- **Problem requirements**: Please find every line below that contains the word "wooden" and copy each of those lines. Letter case counts.

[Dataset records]
·····
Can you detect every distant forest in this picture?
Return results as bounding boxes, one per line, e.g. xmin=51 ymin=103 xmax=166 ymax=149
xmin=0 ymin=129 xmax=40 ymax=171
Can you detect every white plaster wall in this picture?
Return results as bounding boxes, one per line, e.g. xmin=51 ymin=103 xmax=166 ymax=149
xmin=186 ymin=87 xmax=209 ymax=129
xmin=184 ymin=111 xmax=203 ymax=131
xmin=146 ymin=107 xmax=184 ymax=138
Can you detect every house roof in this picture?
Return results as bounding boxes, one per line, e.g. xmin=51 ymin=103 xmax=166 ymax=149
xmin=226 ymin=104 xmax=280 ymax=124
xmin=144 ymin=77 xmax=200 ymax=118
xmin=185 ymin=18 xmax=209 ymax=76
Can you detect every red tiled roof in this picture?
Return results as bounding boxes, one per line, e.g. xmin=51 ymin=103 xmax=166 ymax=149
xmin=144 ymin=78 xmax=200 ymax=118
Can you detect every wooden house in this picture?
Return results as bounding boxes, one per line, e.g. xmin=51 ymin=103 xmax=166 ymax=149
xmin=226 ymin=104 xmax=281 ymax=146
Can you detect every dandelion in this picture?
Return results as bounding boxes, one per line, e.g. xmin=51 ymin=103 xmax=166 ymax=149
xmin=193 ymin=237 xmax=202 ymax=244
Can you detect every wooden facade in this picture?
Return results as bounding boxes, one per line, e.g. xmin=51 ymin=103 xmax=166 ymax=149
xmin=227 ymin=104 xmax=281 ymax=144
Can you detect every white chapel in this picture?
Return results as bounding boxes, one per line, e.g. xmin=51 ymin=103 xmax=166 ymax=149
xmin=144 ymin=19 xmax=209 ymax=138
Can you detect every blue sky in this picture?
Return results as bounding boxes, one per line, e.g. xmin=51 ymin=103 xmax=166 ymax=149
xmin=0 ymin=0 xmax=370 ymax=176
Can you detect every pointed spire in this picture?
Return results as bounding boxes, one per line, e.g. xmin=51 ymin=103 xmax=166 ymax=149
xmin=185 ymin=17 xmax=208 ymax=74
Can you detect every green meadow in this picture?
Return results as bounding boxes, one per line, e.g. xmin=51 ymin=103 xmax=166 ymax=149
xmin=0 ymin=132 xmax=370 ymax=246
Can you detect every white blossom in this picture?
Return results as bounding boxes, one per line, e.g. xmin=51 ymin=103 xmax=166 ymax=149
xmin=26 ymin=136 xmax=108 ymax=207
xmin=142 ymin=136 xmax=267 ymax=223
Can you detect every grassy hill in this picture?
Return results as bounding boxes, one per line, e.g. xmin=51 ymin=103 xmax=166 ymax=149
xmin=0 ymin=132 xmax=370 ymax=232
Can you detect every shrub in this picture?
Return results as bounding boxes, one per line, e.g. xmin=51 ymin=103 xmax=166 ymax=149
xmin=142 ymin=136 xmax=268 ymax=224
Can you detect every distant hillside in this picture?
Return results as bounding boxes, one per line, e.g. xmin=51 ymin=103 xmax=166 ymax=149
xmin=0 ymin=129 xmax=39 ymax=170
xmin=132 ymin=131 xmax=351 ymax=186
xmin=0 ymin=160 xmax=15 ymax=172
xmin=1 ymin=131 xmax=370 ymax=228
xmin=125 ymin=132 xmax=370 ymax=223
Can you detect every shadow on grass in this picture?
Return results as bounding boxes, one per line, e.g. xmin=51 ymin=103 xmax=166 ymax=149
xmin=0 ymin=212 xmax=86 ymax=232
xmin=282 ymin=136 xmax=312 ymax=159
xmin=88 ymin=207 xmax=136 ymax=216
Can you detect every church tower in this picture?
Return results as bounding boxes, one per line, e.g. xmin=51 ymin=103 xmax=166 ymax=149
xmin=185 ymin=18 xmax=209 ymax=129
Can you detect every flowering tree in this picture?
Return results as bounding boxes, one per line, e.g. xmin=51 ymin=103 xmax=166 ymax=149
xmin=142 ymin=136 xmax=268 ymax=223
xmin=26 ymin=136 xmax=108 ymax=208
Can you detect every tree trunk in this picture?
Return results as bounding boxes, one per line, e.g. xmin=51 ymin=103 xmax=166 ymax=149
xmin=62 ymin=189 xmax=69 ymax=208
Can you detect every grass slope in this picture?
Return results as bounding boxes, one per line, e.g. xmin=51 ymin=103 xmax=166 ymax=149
·····
- **Solution below**:
Can you detect every wooden house in this picture?
Can you detect every wooden facade in this picture?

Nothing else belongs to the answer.